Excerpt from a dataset
====================

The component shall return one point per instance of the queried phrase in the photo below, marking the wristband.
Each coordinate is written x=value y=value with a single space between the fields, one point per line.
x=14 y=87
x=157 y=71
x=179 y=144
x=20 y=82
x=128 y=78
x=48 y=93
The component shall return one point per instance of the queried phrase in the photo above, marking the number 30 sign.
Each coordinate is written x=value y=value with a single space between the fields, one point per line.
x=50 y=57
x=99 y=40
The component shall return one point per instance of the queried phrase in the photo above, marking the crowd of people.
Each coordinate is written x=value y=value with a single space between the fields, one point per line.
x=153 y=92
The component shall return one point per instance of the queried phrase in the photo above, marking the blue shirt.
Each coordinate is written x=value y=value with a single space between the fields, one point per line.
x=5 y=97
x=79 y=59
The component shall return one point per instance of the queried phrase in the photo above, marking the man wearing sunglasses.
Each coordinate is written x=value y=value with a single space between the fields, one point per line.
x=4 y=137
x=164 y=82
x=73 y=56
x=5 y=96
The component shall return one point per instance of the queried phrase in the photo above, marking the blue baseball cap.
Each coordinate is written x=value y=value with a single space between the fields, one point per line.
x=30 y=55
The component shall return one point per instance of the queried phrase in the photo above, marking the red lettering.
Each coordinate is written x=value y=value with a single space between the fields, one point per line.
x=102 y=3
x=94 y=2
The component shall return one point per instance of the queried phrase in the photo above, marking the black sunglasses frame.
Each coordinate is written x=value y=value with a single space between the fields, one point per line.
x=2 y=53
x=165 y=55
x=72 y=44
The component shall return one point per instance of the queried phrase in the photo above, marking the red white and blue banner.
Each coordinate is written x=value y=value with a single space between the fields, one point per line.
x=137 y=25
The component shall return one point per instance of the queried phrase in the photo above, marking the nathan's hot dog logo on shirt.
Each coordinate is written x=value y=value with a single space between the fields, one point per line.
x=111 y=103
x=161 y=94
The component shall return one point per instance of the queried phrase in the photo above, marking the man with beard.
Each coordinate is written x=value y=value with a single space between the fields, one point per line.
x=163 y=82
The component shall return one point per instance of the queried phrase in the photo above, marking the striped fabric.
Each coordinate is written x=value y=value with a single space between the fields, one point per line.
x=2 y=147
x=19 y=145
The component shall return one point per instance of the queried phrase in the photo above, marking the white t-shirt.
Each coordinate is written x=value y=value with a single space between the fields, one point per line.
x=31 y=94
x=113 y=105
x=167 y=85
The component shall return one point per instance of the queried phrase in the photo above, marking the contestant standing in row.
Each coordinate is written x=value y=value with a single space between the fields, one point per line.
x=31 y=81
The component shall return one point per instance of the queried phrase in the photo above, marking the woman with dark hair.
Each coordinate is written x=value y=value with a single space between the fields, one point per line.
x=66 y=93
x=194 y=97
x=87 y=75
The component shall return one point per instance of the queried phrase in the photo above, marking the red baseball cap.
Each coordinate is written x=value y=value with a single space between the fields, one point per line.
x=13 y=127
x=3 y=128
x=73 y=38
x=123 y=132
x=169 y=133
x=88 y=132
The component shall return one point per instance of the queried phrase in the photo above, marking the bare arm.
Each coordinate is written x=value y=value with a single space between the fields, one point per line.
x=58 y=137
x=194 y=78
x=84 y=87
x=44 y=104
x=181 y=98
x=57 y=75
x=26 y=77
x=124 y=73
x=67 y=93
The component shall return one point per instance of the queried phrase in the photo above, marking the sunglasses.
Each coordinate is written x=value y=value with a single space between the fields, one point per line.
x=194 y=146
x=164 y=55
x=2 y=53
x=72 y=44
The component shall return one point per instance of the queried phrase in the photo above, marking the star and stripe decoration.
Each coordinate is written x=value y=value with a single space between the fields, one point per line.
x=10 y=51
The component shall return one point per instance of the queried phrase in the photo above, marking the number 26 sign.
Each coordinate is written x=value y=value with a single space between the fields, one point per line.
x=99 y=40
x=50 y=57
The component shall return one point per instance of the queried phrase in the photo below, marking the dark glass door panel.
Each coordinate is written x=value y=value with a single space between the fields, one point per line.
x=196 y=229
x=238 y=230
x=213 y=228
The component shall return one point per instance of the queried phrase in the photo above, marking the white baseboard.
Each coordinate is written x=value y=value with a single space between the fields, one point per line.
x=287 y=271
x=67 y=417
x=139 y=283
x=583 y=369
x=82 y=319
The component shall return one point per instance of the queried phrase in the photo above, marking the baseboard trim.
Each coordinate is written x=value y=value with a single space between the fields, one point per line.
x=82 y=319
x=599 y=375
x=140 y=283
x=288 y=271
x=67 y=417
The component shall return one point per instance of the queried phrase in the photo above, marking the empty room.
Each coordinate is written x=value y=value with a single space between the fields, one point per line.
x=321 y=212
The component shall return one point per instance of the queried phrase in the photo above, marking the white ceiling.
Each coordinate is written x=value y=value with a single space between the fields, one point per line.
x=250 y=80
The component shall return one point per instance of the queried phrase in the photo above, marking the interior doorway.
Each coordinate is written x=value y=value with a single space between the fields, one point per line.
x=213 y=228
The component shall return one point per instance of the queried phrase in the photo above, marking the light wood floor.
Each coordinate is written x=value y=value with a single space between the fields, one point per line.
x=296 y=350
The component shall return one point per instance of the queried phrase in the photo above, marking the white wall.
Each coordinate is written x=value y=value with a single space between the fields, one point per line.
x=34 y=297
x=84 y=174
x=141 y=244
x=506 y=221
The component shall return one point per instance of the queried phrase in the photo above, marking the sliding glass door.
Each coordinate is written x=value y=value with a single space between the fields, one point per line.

====================

— INSTRUCTIONS TO FOLLOW —
From the listing above, extract all records word for word.

— FINAL RESULT —
The component shall return one point per instance of the queried phrase in the photo below, marking the wristband.
Each coordinate is written x=value y=value with a single space between the fields, one point per line.
x=14 y=87
x=157 y=71
x=179 y=144
x=20 y=82
x=128 y=78
x=48 y=93
The component shall return one point per instance of the queried phrase in the photo above, marking the number 30 sign.
Each coordinate is written x=value y=value with a single space between the fields, one point per line.
x=50 y=57
x=99 y=40
The component shall return one point per instance of the queried phrase in the photo above, marking the crowd of people.
Each coordinate is written x=value y=value with a single space between the fields, one point per line.
x=153 y=92
The component shall return one point per instance of the queried phrase in the photo above, marking the blue shirt.
Each coordinate is written x=value y=value with a single space between the fields, one point per line.
x=5 y=97
x=79 y=59
The component shall return one point per instance of the queried phrase in the photo above, marking the man wearing sunglasses.
Each coordinate is written x=value y=value with a single space between the fields, one point per line.
x=4 y=137
x=164 y=82
x=73 y=56
x=5 y=96
The component shall return one point per instance of the queried phrase in the photo above, marking the blue baseball cap.
Each coordinate is written x=value y=value with a single space between the fields, one point per line.
x=30 y=55
The component shall return one point per instance of the queried phrase in the photo above, marking the red lettering.
Each coordinate is written x=value y=value with a single space between the fields, one point per line.
x=102 y=3
x=94 y=2
The component shall return one point per instance of the queried phrase in the photo above, marking the black sunglasses frame.
Each coordinate is written x=value y=value with a single space between the fields, one point per line.
x=2 y=53
x=165 y=55
x=72 y=44
The component shall return one point per instance of the queried phrase in the photo above, marking the red white and blue banner.
Each coordinate is written x=value y=value with a single space between the fields, one point per line.
x=137 y=25
The component shall return one point per instance of the queried phrase in the photo above, marking the nathan's hot dog logo on shirt.
Each coordinate is written x=value y=value with a single space between the fields, one point per line.
x=111 y=103
x=161 y=94
The component shall return one point per instance of the queried phrase in the photo above, marking the man with beard.
Each coordinate is written x=value y=value with a single space between the fields, one point per line.
x=163 y=82
The component shall return one point per instance of the queried phrase in the photo above, marking the striped fabric.
Each coordinate is written x=value y=value with a single space between the fields, one point per line.
x=2 y=147
x=19 y=145
The component shall return one point per instance of the queried phrase in the photo above, marking the white t-shirt.
Each coordinate is written x=value y=value with a single space between the fields, one point per line.
x=31 y=94
x=113 y=105
x=167 y=85
The component shall return one point per instance of the queried phrase in the photo above, marking the contestant standing in row.
Each coordinate is written x=value y=value with a single space between the fields, one point per line.
x=31 y=81
The component shall return one point per instance of the queried phrase in the photo above, marking the woman with dark hair.
Each coordinate is written x=value y=value with a single space between the fields, one point per line.
x=66 y=93
x=194 y=97
x=87 y=75
The component shall return one point per instance of the queried phrase in the photo above, marking the red baseball cap.
Each coordinate is written x=value y=value with a single space between the fields, one point per line.
x=13 y=127
x=3 y=128
x=73 y=38
x=123 y=132
x=169 y=133
x=88 y=132
The component shall return one point per instance of the queried phrase in the photo above, marking the bare arm.
Each coordinate is written x=value y=value with a single space between the fields, one point per line.
x=58 y=137
x=194 y=78
x=84 y=87
x=44 y=104
x=181 y=98
x=57 y=75
x=26 y=77
x=124 y=73
x=67 y=93
The component shall return one point per instance of the queried phrase in the photo above, marking the sunglasses.
Each coordinate is written x=value y=value with a single space between the fields, one point per line.
x=194 y=146
x=164 y=55
x=2 y=53
x=72 y=44
The component shall return one point per instance of the queried phrase in the photo above, marking the star and stripe decoration.
Each coordinate is written x=value y=value with a single space between the fields, one point per line.
x=10 y=51
The component shall return one point per instance of the queried phrase in the photo above, marking the number 26 sign.
Each coordinate is written x=value y=value with a single space between the fields, one point per line.
x=99 y=40
x=50 y=57
The component shall return one point per instance of the queried phrase in the photo below, marking the dark glass door panel.
Each coordinate is written x=value y=value with a single space between the fields, one point per line.
x=196 y=229
x=238 y=230
x=213 y=228
The component shall return one point per instance of the queried phrase in the photo above, marking the white baseboard.
Each coordinate is written x=value y=value with a single space between the fields, one point per line.
x=287 y=271
x=67 y=417
x=139 y=283
x=583 y=369
x=82 y=319
The component shall return one point per instance of the queried phrase in the photo above, marking the baseboard trim.
Each coordinate is written x=value y=value with a single space between the fields, one point per line.
x=82 y=319
x=599 y=375
x=140 y=283
x=288 y=271
x=67 y=417
The component shall return one point per instance of the queried phrase in the photo above, marking the empty room.
Each coordinate is written x=value y=value with a single space between the fields, one point per line.
x=321 y=212
The component shall return one point per instance of the queried phrase in the photo above, marking the white ceiling.
Each coordinate is written x=value y=value with a single space between the fields, one point per line.
x=250 y=80
The component shall return one point per instance of the queried phrase in the photo above, marking the interior doorway.
Each coordinate is written x=value y=value with a single space between the fields, one point per line.
x=213 y=228
The component shall return one point per instance of the queried phrase in the photo above, marking the light wood floor.
Each coordinate is written x=value y=value with a single space between the fields, one point per line.
x=296 y=350
The component shall return one point per instance of the queried phrase in the photo above, marking the white wall.
Each coordinate is written x=value y=value with a single space between the fields, one point per line.
x=34 y=297
x=84 y=174
x=141 y=244
x=506 y=221
The component shall return one point per instance of the queried phrase in the photo above, marking the sliding glass door.
Each coordinate is written x=value y=value with a single space between the fields, one point per line.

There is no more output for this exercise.